Tuesday, 21 July 2015

Co-creation takes over at LEGO

One of the best recent examples of co-creation is LEGO, and its IDEAS website which allows customers to create new designs. The website was set up for LEGO enthusiasts who can both create, vote and give feedback on new projects. The projects that receive over 10,000 votes go into a review phase where senior LEGO employees decide if the product is viable for production. If the product is approved, the creator will receive 1% of the net sales of that product.

Source: http://lego.wikia.com/

Consumer insights are now a core part of the LEGO strategy that enables staff to make consumer led decisions. The ‘LEGO Friends’ play set was designed through the process of co-creation, and came from the insight that young girls prefer designs with bright colours and environments that have emotional connection. The Senior Director for insight generation, Laura Post, conducted 13 research studies over a four-year period, which involved their target market creating new products in collaboration with designers. The insight lead to one of the biggest commercial successes in LEGO history, with a new product range that attracted new customers that they had previously not been able to connect with. 

Co-creation is quickly becoming an established feature of marketing practice for many successful firms. It is a relatively new approach to innovation that allows customers to add value to an organisation. This enables companies to differentiate themselves from competitors by encouraging collaboration with customers by putting them at the core of the business. The value of the insights generated by co-creation can be beneficial for both the company and the customer. Today’s customers are better-informed and actively take interest in the companies that they desire to connect with. They are no longer passive consumers and have become active creators of content and opinions. With the popularity of social media and the increasing number of websites with feedback mechanisms, customer’s voices can be heard louder and clearer than ever before.

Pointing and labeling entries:
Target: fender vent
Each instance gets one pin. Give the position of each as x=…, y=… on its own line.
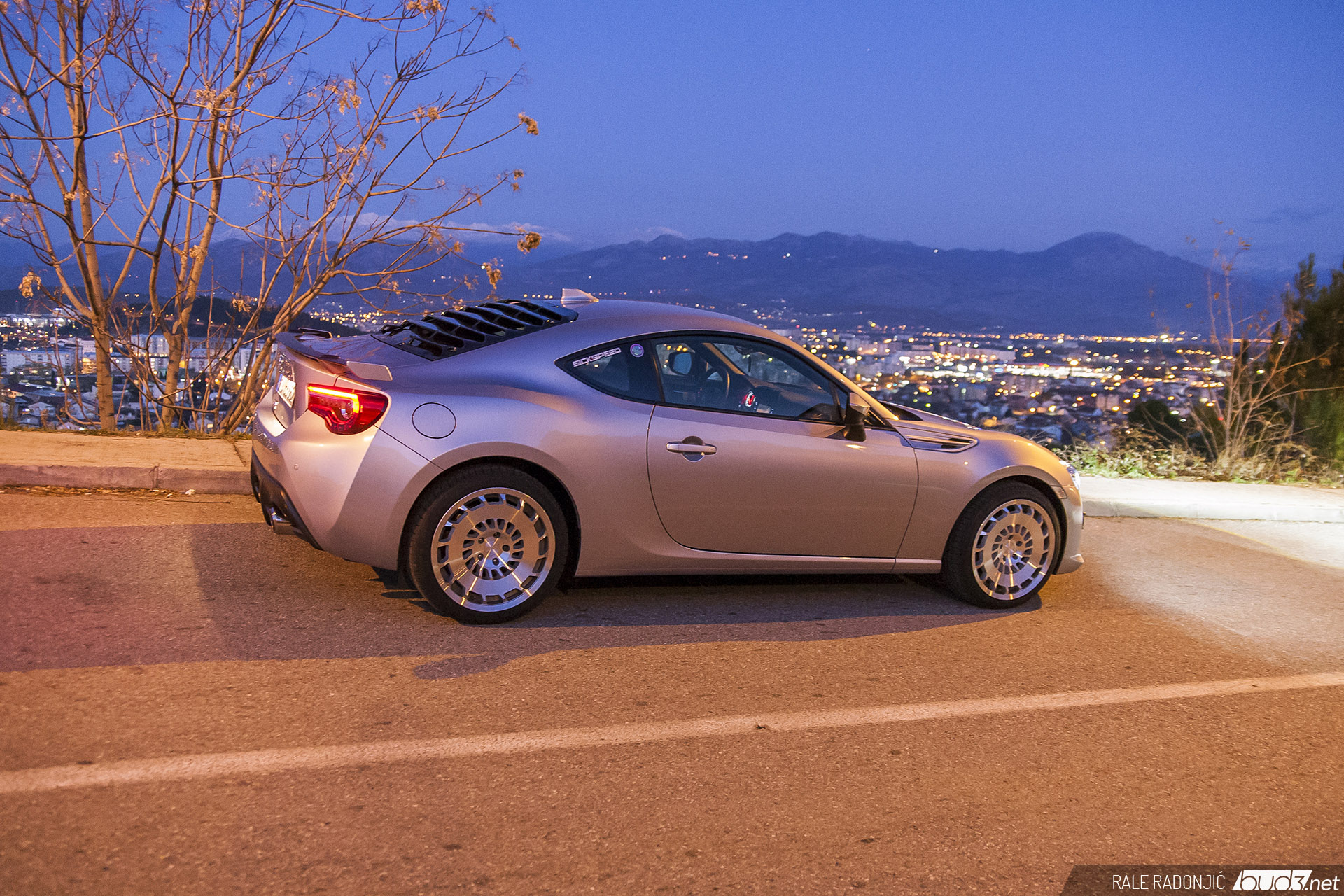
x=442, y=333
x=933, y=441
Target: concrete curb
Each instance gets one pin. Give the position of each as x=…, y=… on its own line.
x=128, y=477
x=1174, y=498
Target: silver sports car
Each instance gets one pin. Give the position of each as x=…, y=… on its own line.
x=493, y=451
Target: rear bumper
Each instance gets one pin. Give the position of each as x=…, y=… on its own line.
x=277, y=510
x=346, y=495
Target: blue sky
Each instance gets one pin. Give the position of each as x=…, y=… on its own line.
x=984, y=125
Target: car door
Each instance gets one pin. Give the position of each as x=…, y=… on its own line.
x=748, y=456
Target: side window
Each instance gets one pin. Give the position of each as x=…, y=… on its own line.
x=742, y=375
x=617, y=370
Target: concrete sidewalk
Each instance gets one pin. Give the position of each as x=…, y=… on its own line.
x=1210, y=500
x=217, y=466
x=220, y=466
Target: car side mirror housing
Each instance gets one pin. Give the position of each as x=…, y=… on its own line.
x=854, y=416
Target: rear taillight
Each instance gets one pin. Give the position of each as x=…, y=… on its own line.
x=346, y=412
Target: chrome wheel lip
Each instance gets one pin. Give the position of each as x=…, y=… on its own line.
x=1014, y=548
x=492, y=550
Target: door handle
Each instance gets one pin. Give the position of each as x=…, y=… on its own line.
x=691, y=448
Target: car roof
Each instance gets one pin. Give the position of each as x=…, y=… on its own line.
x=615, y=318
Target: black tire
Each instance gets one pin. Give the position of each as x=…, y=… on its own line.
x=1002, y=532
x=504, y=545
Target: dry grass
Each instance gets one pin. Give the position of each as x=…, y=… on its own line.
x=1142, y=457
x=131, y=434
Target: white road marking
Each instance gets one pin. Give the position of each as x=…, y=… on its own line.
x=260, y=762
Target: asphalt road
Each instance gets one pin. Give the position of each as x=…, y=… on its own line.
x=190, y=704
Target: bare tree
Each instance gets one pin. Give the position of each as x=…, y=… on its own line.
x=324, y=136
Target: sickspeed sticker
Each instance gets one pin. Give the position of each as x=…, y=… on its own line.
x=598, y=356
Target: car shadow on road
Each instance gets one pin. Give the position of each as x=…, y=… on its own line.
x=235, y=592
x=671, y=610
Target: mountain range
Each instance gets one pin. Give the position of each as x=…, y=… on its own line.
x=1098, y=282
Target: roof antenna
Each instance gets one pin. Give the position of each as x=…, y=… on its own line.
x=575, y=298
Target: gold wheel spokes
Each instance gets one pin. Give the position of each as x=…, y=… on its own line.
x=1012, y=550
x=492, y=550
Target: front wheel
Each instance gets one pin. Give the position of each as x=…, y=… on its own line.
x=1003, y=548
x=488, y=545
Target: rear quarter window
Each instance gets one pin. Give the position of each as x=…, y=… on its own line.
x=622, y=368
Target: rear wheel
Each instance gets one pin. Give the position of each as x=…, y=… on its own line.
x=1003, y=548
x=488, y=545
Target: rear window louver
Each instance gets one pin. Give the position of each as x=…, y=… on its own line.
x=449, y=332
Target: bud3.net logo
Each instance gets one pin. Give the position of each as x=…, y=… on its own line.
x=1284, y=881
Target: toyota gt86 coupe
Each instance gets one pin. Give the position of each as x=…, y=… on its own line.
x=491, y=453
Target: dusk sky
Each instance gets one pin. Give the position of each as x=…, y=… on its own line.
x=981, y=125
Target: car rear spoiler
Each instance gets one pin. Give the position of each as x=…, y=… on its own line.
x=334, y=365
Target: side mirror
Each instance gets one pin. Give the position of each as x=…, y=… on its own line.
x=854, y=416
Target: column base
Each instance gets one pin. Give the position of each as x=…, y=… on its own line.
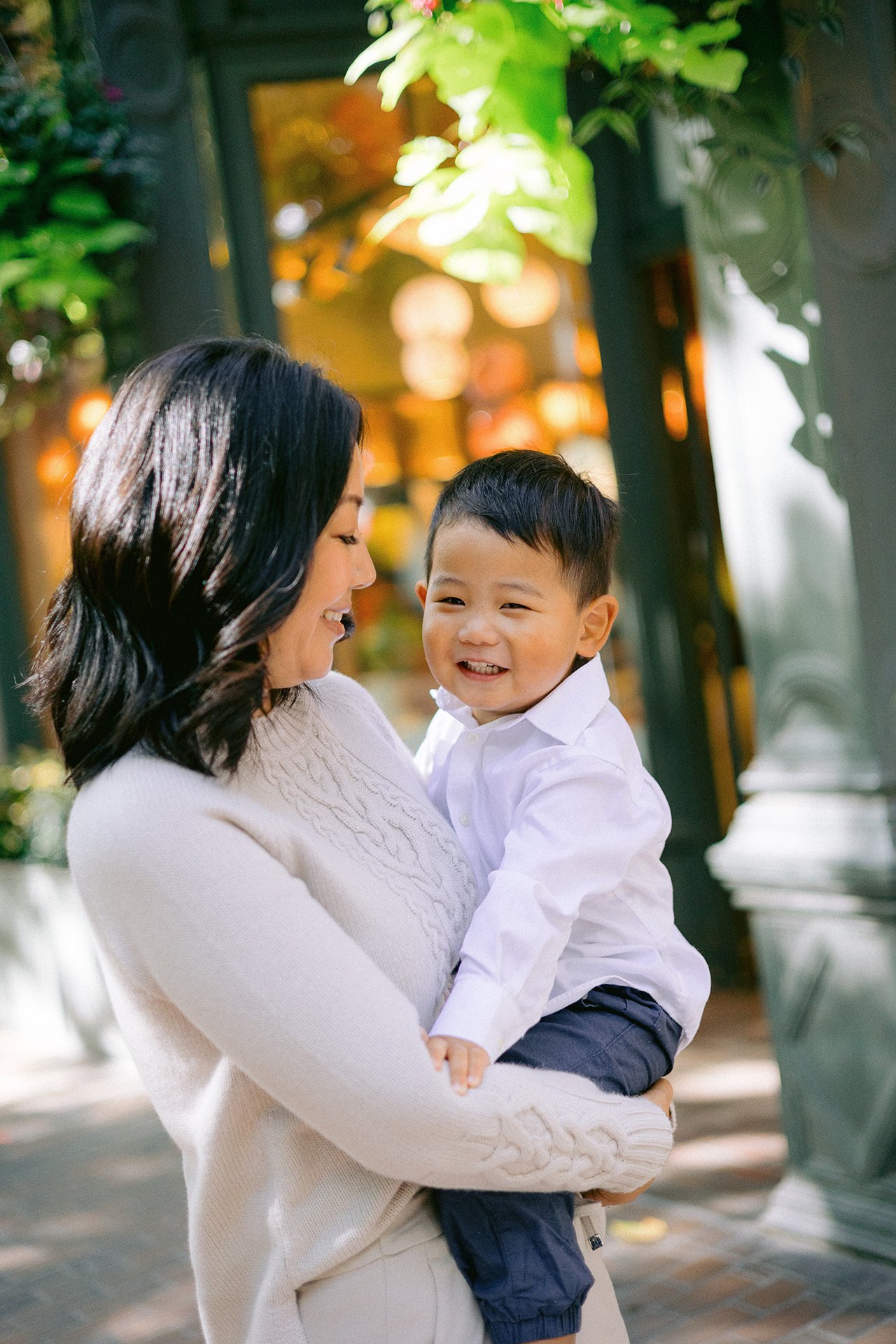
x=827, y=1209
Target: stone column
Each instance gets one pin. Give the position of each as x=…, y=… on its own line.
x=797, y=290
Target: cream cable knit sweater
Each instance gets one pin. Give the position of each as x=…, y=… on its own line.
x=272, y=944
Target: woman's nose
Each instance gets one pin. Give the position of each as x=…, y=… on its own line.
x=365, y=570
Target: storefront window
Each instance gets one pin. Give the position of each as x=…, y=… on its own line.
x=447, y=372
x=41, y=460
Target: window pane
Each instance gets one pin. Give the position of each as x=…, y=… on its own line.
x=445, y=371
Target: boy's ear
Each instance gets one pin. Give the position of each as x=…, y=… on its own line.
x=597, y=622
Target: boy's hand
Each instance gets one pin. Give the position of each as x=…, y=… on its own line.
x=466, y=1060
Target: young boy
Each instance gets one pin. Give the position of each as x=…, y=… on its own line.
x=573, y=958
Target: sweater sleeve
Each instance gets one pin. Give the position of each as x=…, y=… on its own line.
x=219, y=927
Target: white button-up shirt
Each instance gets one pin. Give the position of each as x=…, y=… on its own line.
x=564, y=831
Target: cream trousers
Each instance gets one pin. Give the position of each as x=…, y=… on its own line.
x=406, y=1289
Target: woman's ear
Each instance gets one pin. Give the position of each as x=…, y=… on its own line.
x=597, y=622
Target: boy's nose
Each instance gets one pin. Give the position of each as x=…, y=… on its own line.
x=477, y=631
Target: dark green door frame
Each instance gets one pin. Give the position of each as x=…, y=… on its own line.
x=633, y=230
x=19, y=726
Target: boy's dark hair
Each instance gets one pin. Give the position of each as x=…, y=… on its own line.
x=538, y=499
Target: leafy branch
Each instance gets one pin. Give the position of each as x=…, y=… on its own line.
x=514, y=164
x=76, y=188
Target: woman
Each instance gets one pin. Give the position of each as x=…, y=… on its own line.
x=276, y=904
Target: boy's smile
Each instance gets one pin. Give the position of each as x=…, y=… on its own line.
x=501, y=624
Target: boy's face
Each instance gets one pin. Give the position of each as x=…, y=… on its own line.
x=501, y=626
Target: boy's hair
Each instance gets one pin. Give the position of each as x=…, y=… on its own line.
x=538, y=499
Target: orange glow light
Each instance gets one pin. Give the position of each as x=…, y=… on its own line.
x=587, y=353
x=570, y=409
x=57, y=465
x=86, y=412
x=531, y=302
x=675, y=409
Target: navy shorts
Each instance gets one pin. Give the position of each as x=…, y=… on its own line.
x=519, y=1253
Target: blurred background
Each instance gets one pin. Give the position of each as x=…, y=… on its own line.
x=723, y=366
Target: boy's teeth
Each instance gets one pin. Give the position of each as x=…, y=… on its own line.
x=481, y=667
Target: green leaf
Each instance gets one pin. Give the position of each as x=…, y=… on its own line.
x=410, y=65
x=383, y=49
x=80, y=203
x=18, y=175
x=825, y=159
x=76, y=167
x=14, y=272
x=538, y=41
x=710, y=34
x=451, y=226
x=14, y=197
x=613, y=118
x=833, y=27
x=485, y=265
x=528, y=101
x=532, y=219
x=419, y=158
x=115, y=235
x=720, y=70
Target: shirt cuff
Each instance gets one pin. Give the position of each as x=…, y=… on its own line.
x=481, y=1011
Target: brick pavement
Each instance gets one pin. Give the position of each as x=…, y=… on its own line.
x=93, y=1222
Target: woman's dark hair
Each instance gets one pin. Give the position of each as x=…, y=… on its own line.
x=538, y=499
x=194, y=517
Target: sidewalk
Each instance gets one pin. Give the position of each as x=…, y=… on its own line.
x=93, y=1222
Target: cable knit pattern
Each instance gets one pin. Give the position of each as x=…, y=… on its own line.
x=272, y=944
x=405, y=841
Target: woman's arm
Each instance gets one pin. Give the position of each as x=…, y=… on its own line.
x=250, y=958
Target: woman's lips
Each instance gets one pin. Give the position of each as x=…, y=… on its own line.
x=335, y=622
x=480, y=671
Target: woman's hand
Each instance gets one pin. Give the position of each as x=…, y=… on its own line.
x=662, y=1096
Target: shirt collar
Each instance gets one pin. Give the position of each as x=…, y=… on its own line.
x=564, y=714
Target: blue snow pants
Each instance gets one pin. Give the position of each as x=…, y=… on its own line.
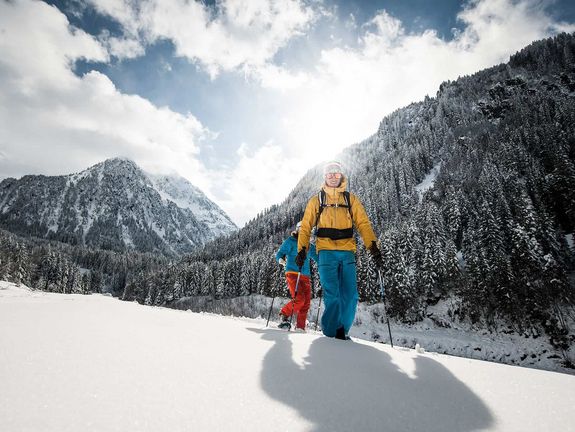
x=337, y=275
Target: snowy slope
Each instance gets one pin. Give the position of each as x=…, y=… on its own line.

Work instructions>
A) According to the LEGO co-creation post, what share of sales goes to the creator of an approved IDEAS product?
B) According to the LEGO co-creation post, what are the three things enthusiasts can do with projects on the IDEAS website?
C) Continue the LEGO co-creation post after its final sentence.

Per-task outputs>
A) The creator receives 1% of the net sales of that product.

B)
- Create new projects
- Vote on new projects
- Give feedback on new projects

C)
Source: http://www.starpowercomic.com/

One of the primary factors driving co-creation is the vast access to information that customers now have. Considerable pressure is being placed on organisations to reinvent themselves for the millennial generation by adapting their products and services. Co-creation is an opportunity for customers to become even more integral to the company by helping to shape its future business practices.

To gain the most meaningful insights, companies must play the important role of a moderator who can help to facilitate discussions rather than lead them. The customer may not always be right, but they should always be listened too. Opening up does involve some risk that must be managed, especially for big brands with valuable reputations to protect. Involving the customer into these areas will help to create brand loyalty and long lasting relationships between the company and its community. It will also allow companies to become more consumer-centric in their approach and easier to act upon customer feedback. New product development can be both costly and time consuming for companies, but successful co-creation can help speed up this process and bring products to market faster.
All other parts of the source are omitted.